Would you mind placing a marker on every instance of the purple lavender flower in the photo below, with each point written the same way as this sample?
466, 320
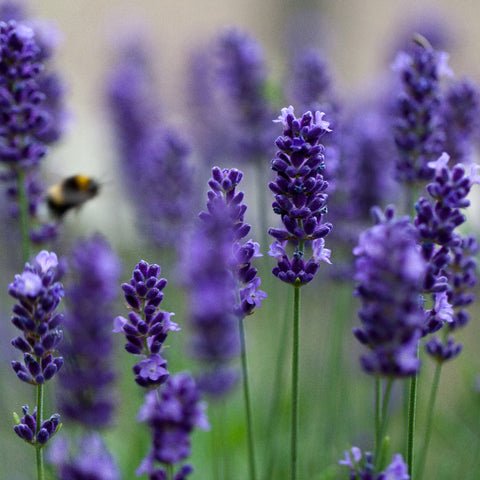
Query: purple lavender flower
146, 327
33, 103
362, 467
241, 82
418, 126
462, 278
461, 113
86, 380
38, 294
390, 271
222, 282
172, 414
87, 459
300, 198
153, 157
436, 223
26, 427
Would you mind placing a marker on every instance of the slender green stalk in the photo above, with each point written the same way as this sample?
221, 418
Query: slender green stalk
295, 356
428, 426
276, 391
378, 413
246, 394
412, 406
39, 449
24, 217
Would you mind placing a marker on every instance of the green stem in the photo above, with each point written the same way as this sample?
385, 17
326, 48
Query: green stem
246, 394
276, 392
39, 450
428, 427
262, 201
378, 414
24, 216
412, 406
295, 355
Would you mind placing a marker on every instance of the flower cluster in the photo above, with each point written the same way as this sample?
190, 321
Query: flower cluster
38, 294
436, 223
152, 156
418, 124
21, 98
86, 379
172, 415
461, 113
146, 327
26, 427
241, 79
223, 285
390, 271
362, 467
91, 459
300, 198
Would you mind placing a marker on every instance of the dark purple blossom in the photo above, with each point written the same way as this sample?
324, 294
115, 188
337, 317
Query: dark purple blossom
223, 285
88, 459
172, 414
442, 352
38, 295
390, 271
362, 467
436, 222
86, 395
418, 125
461, 113
26, 427
300, 195
146, 326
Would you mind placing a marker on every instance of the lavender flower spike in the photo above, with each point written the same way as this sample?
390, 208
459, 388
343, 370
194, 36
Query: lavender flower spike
223, 285
419, 129
172, 415
147, 326
86, 379
362, 466
38, 294
390, 271
300, 198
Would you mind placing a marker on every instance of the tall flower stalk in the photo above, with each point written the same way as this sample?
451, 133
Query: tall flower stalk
300, 200
221, 270
38, 295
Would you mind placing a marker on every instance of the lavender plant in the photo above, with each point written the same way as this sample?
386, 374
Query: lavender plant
222, 271
38, 294
172, 414
146, 327
86, 390
300, 200
152, 156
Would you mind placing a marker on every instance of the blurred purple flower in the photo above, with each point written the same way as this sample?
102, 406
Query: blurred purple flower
86, 380
390, 271
172, 414
146, 326
299, 191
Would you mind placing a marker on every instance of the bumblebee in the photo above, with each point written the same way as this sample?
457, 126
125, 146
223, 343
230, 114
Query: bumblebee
72, 192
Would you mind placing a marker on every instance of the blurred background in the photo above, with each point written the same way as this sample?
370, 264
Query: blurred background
360, 40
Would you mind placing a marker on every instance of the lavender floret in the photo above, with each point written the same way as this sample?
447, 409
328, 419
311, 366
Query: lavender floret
300, 195
146, 327
86, 380
390, 271
172, 414
38, 295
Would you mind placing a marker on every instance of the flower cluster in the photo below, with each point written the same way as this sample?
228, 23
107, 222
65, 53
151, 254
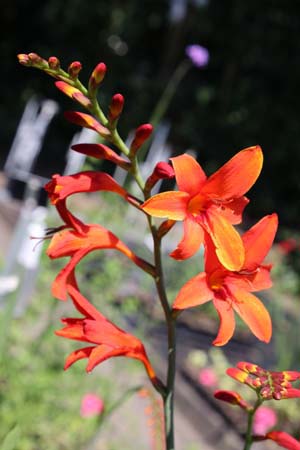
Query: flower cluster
210, 207
268, 385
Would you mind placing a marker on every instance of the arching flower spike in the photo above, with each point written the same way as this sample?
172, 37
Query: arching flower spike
71, 243
231, 291
209, 205
107, 339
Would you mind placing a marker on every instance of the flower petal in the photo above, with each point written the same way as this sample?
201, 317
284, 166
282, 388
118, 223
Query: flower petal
189, 174
72, 330
227, 322
81, 353
61, 187
236, 177
258, 241
254, 314
255, 281
233, 210
102, 353
193, 237
171, 205
229, 246
195, 292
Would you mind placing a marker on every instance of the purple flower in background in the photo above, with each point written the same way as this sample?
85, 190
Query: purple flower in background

__Exercise prompt__
Give the tally of lines in the listing above that contain the string "below", with nothing besides it.

__Answer to this exercise__
2